From the discussion about open phones and privacy, give the passage again that begins at "Incidentaly, I don't" and stops after "actually warning them.", switching "EU" to "European Union".

[START Selected passage]

Not enough people care to use cut rate hardware that actually conforms to the 'wholly open' philosophy. Even Stallman couldn't maintain using fully open hardware. He had to switch to a Thinkpad with Coreboot.
People have expectations when using devices as complex as a phone or laptop to where, compared to even a desktop with Linux, having a smartphone that is fully open comes with serious drawbacks.
You could always get a LibrePhone or a Pinephone but you probably won't enjoy the experience.
it doesn't have to be "cut rate". I left the specs/price point open for that reason. But indeed thinking of it as a tool, not as a trend-following gadget with 12 cameras and the screen size of a laptop.
Just interested to see whether this approach is viable.
Spoiler alert: It's not. The better SOCs end up becoming more proprietary because it's the companies' own implementations that make them perform better. That leads to proprietary drivers/software.
Because we don't really know how much hardware costs anymore. Most hardware you buy is subsidized in one way or another through data collection, from phones to TVs. Building stuff is very capital intensive, and the world changes very rapidly. And most people don't really care about data collection because they don't understand the consequences, or they don't care at all (which I find baffling). This means you'll be always facing cheaper competition. It's very hard to keep a company like that afloat.
Incidentaly, I don't buy the "people don't care" argument. First of all, people do care. There is massive legislation in the EU (which represents half a billion people) towards data privacy. They are not freaks - well informed people obviously care about privacy. This touches also companies / commercial privacy and states (data sovereignty etc). But it is true that large numbers around the world are dazed and confused ("don't care") as nobody credible (and holding a large mouthpiece) is actually warning them.
But if you are right and its not viable (e.g why did blackberry not survive given companies at least should appreciate privacy) it is a baffling state to have degenerated into.
A lot of very informed people do really sincerely not care. A coworker of mine (IT professional) literally told me that the fact that his phone is constantly tracking him and that he could show me his whereabouts during the last week/month on google maps was a feature.
A lot of people really, truly don’t care. Is as baffling to me as it is to you.
it's true that you can't easily buy stuff online while on the move, but _life_ is happening outside and without a phone.

[END Selected passage]
[START Given information]

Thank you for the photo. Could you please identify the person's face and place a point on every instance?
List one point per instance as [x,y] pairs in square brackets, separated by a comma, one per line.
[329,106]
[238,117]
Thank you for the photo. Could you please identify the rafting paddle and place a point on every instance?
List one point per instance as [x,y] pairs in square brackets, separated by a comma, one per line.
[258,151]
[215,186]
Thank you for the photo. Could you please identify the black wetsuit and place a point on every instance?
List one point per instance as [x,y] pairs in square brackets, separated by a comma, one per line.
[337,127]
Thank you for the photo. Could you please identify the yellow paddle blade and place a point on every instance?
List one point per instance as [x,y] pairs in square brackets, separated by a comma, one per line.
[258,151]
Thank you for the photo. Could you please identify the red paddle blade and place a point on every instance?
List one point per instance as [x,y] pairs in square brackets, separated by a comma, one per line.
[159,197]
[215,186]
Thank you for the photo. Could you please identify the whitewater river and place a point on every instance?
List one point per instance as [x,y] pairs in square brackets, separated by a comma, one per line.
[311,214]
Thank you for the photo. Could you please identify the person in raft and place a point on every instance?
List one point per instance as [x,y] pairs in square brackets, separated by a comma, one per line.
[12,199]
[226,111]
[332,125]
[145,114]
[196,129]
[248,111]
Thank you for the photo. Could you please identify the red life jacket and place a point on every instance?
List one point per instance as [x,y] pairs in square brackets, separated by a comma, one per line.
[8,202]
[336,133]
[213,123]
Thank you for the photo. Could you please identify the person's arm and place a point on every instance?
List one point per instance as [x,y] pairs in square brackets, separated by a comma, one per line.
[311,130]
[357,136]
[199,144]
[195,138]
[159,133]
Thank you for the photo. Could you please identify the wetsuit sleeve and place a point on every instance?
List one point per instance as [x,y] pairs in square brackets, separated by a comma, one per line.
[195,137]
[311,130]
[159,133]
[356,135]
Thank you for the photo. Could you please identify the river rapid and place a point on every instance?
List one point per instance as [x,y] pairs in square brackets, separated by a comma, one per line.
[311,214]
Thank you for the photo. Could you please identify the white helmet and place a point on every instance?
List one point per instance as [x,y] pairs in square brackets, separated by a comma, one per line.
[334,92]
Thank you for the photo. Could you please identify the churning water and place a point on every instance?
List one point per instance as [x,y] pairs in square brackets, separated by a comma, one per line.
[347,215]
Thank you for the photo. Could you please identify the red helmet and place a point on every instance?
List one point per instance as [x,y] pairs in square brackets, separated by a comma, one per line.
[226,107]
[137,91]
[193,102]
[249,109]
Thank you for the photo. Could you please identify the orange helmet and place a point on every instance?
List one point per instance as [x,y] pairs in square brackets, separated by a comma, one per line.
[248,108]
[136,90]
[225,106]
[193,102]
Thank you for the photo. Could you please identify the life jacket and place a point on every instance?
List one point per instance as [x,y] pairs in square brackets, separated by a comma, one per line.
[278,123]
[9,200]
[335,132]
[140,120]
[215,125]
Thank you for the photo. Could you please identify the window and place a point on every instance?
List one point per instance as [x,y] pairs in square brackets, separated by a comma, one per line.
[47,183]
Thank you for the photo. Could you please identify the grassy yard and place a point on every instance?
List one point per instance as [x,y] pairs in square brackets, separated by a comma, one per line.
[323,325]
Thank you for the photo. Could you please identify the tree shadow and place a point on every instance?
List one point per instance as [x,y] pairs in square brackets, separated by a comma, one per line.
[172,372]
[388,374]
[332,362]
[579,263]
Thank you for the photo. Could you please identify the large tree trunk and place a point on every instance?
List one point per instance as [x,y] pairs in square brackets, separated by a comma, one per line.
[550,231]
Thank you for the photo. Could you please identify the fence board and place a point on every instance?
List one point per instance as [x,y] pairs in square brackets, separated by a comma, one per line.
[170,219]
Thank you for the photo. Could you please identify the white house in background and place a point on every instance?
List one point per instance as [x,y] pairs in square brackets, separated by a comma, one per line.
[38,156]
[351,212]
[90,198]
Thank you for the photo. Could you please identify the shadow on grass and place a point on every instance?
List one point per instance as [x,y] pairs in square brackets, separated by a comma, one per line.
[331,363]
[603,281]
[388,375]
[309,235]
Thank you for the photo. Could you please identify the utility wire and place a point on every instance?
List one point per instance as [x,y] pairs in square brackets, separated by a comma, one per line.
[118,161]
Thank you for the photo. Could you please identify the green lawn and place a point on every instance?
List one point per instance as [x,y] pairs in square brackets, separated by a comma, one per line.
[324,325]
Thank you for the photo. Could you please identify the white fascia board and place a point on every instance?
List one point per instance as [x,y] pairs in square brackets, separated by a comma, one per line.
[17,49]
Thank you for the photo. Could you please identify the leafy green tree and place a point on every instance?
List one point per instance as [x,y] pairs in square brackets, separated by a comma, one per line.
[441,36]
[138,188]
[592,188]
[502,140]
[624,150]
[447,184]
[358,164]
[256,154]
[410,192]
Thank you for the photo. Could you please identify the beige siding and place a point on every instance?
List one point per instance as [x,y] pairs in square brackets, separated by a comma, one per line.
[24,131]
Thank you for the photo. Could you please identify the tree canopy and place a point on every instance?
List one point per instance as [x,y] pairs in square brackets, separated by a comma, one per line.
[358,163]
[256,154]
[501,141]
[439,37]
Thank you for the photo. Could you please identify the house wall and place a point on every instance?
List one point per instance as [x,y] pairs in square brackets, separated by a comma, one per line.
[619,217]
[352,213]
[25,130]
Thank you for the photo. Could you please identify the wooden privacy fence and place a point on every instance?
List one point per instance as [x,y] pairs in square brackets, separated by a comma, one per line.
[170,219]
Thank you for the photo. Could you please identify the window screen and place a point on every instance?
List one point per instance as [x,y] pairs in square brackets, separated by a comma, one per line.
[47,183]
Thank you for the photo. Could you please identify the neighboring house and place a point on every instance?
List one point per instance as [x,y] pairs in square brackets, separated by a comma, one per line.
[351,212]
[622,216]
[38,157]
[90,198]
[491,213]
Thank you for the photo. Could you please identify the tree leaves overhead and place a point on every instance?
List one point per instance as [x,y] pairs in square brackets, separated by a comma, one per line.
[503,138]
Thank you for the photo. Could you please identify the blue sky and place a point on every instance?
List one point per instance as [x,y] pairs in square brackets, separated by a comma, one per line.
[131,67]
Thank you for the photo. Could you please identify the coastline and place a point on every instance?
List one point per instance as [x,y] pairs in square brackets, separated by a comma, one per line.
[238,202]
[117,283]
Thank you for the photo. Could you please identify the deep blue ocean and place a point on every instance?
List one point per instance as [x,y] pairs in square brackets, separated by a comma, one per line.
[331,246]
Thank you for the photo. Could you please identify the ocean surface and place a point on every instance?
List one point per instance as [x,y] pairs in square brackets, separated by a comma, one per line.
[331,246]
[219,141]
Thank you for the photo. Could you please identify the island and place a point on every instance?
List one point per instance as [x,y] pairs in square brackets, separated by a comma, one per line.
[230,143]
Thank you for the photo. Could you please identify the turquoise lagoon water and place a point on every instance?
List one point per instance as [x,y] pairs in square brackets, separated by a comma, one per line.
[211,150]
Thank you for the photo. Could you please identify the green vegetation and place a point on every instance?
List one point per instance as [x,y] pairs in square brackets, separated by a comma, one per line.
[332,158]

[END Given information]

■ Written answer
Incidentaly, I don't buy the "people don't care" argument. First of all, people do care. There is massive legislation in the European Union (which represents half a billion people) towards data privacy. They are not freaks - well informed people obviously care about privacy. This touches also companies / commercial privacy and states (data sovereignty etc). But it is true that large numbers around the world are dazed and confused ("don't care") as nobody credible (and holding a large mouthpiece) is actually warning them.